*** Fragment tekstu ***

Miałem sen. Zanim wrzawa dyskusji po wywiadzie Brunona Bartkiewicza dla Pulsu Biznesu ucichła, ING Bank Śląski ruszył z mocną kampanią komunikacyjną. „Bank bez gwiazdek” – tym zachwycał się na ekranach telewizorów i billboardów Marek Kondrat, który w tym samym spocie z frustracją darł oferty innych banków narzekając na to, że nie zgadzają się one z tym, co inne banki mówiły w reklamach.
Równolegle do kampanii reklamowej rozpoczęta została szeroko zakrojona akcja internetowa WWW.zrozumialybank.pl, szeroko promowana szczególnie w portalach społecznościowych. Jej celem było wyłowienie z umów i regulaminów stosowanych w ING BSK wszystkich niezrozumiałych sformułowań i próba wymyślenia jasnych tłumaczeń z „polskiego na polskie”. Dla najbardziej aktywnych i twórczych osób przewidziane były atrakcyjne nagrody, a całości patronowała kapituła złożona z językoznawców pod kierownictwem profesora Miodka, której zadaniem było wybranie najbardziej zrozumiałych i poprawnych językowo zwrotów.
Wraz z początkiem kampanii „Bank bez gwiazdek” w ING BSK ruszył również kolejny autorski projekt, tym razem wewnętrzny. Zarząd ogłosił konkurs dla pracowników na maksymalne uproszczenie wszelkich umów i procedur, tak aby bank był jak najbardziej przyjazny i przejrzysty dla Klientów. Zwycięzcy oprócz premii mogli liczyć na możliwość współkierowania projektem upraszczania umów i regulaminów. Wybrane zmiany zostały przedstawione także Klientom, którzy mieli możliwość głosowania na ich zdaniem najważniejsze, a także proponować ich rozszerzenia i wskazywać inne, analogiczne miejsca, w których mogły być zastosowane.

***

## Zadania do wykonania
**A)** Pod czyim kierownictwem działała kapituła językoznawców patronująca akcji internetowej opisanej w tekście o kampanii ING Banku Śląskiego?
**B)** Zamień „kapituła” na „komisja” we fragmencie tekstu o kampanii ING Banku Śląskiego, który otwierają słowa „Równolegle do kampanii”, a zamykają „poprawnych językowo zwrotów.”, i podaj ten fragment.

*** Dostarczone informacje ***

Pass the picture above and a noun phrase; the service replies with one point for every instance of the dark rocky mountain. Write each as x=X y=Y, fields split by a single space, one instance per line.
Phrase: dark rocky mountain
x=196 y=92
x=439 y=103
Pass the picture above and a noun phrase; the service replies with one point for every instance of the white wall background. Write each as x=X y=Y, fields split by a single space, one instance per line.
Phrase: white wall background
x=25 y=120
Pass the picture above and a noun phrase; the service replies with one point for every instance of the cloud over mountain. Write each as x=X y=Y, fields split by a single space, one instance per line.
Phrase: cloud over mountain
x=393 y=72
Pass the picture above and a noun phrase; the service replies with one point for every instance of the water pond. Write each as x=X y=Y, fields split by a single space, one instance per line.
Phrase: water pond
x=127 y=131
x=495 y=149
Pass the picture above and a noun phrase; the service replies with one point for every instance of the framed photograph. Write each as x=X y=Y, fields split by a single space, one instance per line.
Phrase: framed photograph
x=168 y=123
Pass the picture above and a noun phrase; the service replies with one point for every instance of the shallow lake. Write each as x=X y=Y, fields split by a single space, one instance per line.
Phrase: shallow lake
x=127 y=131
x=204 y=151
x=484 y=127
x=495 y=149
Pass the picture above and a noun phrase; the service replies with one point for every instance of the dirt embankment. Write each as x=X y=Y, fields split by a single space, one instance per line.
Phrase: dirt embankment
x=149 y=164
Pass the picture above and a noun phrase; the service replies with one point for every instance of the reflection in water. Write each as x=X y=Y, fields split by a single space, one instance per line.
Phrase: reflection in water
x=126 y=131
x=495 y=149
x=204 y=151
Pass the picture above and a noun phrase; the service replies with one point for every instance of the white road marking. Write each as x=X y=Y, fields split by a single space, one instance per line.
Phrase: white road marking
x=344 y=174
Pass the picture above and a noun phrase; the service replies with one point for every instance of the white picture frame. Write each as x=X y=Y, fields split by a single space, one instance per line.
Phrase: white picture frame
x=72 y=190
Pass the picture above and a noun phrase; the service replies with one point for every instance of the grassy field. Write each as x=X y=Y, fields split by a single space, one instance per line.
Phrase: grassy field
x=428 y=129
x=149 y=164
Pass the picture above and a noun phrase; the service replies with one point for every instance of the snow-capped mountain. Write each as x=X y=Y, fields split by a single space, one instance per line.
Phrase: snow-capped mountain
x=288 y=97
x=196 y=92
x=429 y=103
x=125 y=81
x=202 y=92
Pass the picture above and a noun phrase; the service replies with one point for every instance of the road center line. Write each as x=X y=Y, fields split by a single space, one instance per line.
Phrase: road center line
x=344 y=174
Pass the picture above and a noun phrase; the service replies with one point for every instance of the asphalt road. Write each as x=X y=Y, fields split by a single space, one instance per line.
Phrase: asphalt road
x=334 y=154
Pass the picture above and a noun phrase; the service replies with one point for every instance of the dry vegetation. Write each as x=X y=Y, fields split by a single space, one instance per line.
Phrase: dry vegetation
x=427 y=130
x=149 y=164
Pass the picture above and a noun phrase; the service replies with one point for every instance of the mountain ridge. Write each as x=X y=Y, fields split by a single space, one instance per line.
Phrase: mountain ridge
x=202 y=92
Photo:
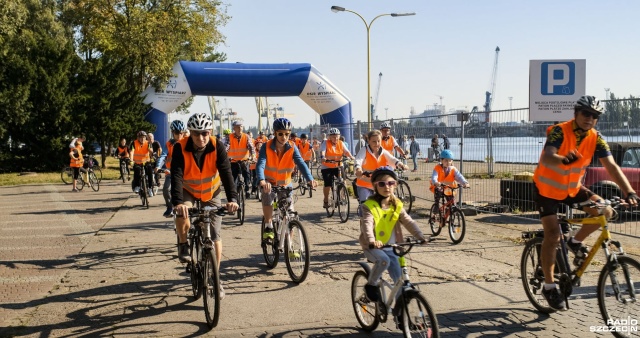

***

## Lista rozwiązań
**A)** Pod kierownictwem profesora Miodka.

**B)**
Równolegle do kampanii reklamowej rozpoczęta została szeroko zakrojona akcja internetowa WWW.zrozumialybank.pl, szeroko promowana szczególnie w portalach społecznościowych. Jej celem było wyłowienie z umów i regulaminów stosowanych w ING BSK wszystkich niezrozumiałych sformułowań i próba wymyślenia jasnych tłumaczeń z „polskiego na polskie”. Dla najbardziej aktywnych i twórczych osób przewidziane były atrakcyjne nagrody, a całości patronowała komisja złożona z językoznawców pod kierownictwem profesora Miodka, której zadaniem było wybranie najbardziej zrozumiałych i poprawnych językowo zwrotów.